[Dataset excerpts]
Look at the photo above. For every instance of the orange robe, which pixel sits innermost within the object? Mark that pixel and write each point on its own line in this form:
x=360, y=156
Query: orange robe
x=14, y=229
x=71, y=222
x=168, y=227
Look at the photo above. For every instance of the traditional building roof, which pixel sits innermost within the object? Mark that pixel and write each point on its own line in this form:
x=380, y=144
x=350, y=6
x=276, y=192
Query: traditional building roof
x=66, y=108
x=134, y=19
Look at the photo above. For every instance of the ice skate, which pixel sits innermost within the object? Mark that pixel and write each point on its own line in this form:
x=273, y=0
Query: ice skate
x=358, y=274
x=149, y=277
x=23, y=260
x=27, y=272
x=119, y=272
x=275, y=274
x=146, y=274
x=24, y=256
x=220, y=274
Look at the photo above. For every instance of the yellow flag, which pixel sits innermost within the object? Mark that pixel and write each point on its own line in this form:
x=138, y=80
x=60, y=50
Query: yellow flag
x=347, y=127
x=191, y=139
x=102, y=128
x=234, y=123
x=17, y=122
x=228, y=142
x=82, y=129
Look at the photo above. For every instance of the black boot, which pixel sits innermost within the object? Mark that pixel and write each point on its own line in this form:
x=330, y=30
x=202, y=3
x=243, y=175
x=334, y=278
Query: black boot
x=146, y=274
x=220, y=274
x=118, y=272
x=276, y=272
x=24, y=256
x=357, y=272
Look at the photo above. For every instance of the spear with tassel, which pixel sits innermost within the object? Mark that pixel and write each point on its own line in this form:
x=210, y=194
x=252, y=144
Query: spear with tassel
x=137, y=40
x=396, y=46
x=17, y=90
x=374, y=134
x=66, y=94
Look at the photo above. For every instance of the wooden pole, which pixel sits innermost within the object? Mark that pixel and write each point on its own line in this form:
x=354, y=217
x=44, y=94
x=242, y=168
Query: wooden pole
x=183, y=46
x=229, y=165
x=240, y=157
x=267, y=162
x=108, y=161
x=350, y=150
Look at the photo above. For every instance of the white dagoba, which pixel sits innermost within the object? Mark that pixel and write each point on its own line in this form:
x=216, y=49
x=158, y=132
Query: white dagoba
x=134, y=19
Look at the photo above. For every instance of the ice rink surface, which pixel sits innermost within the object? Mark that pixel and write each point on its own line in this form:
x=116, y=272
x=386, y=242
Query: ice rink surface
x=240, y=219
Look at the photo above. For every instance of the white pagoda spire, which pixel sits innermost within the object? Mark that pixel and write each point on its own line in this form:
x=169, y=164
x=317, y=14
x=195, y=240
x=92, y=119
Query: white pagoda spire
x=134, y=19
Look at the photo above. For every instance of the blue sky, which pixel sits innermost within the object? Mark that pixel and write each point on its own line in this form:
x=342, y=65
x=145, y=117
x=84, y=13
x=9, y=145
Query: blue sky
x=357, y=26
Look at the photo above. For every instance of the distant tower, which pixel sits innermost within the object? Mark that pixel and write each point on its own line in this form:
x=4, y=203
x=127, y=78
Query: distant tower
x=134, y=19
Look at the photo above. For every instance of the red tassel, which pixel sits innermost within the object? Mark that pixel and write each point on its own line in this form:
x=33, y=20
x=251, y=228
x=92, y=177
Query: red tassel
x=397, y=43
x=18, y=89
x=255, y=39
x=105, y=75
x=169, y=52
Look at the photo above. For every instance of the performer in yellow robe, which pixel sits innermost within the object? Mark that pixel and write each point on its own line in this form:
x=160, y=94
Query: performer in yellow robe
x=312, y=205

**TASK DESCRIPTION**
Could you print all of the entries again exactly as they stand?

**SOLUTION TO THE PROBLEM**
Look at the photo above. For every instance of the orange robe, which pixel sits innermost within the object? Mark that pixel and write each point on its own line in this form:
x=360, y=156
Query: orange robe
x=14, y=229
x=71, y=222
x=168, y=227
Look at the photo above. For every instance of the traditional building roof, which pixel sits innermost within the object? Mark that pixel and write each point on its own line in this form:
x=380, y=144
x=350, y=6
x=276, y=192
Query: traditional building roof
x=66, y=108
x=134, y=19
Look at the photo above. For every instance of the ice skate, which pixel sits innermost within the object? Mark that pixel and write each point on its own line in this form:
x=273, y=0
Query: ice skate
x=358, y=274
x=149, y=277
x=23, y=260
x=27, y=272
x=119, y=272
x=275, y=274
x=146, y=274
x=24, y=256
x=220, y=274
Look at the photo above. For every instance of the yellow flag, which pixel sits innermost within the object? Mark that pixel and write each point on its own line in this form:
x=138, y=80
x=60, y=50
Query: yellow flag
x=347, y=127
x=191, y=139
x=102, y=128
x=234, y=123
x=17, y=122
x=228, y=142
x=82, y=129
Look at the photo above. For every instance of the black boot, which pixel sits innermost within the object? Mark that pixel and write each point on its own line in this form:
x=330, y=30
x=202, y=3
x=243, y=175
x=334, y=278
Query: black boot
x=146, y=274
x=220, y=274
x=118, y=272
x=276, y=272
x=24, y=256
x=357, y=272
Look at the photo above. For every instance of the spear with tassel, which pixel sits innermost within the object? Mark that pixel and write each point on its own line in this form:
x=210, y=194
x=252, y=144
Query: spear with tassel
x=137, y=40
x=396, y=46
x=17, y=90
x=374, y=134
x=66, y=94
Look at the photo above. For every instance of the wooden pole, which pixel sits innermost within the object? Mark that pixel and write each point on its own line in this form:
x=354, y=217
x=44, y=94
x=242, y=168
Query: wooden pole
x=183, y=46
x=229, y=165
x=240, y=157
x=267, y=162
x=108, y=161
x=350, y=150
Look at the photo above. For every instance of the white dagoba, which pixel sits innermost within the object? Mark that pixel and write each point on its own line in this form:
x=216, y=49
x=158, y=132
Query: white dagoba
x=134, y=19
Look at the photo above. For every instance of the ice rink surface, which pixel sits innermost within the object? Mark that pixel and write each point on its own line in this form:
x=116, y=272
x=386, y=242
Query: ice rink surface
x=240, y=219
Look at the photo above. For every instance of the white pagoda spire, which pixel sits innermost within the object? Mark that pixel and write each point on its own line in this form:
x=169, y=164
x=317, y=14
x=195, y=240
x=92, y=119
Query: white pagoda spire
x=134, y=19
Look at the photo above. For every instance of the blue sky, which pixel sits innermost within the object? Mark that pixel and write each point on its own line in this form:
x=342, y=65
x=145, y=117
x=84, y=13
x=9, y=145
Query: blue sky
x=357, y=26
Look at the photo above. For every instance of the distant tower, which pixel sits innermost within the object? Mark that pixel and write each point on its own line in this form:
x=4, y=203
x=127, y=78
Query: distant tower
x=134, y=19
Look at the photo above. For every instance of the red tassel, which pixel sits innermost within the object? Mark that pixel and write each point on its own line in this form:
x=33, y=20
x=251, y=228
x=92, y=177
Query: red tassel
x=397, y=43
x=18, y=89
x=255, y=39
x=105, y=75
x=169, y=52
Look at the photo above. For every instance of the performer in yellow robe, which pixel sits innermost within the object? Mark that pixel and write each point on its own line in this form:
x=160, y=94
Query: performer in yellow robe
x=312, y=205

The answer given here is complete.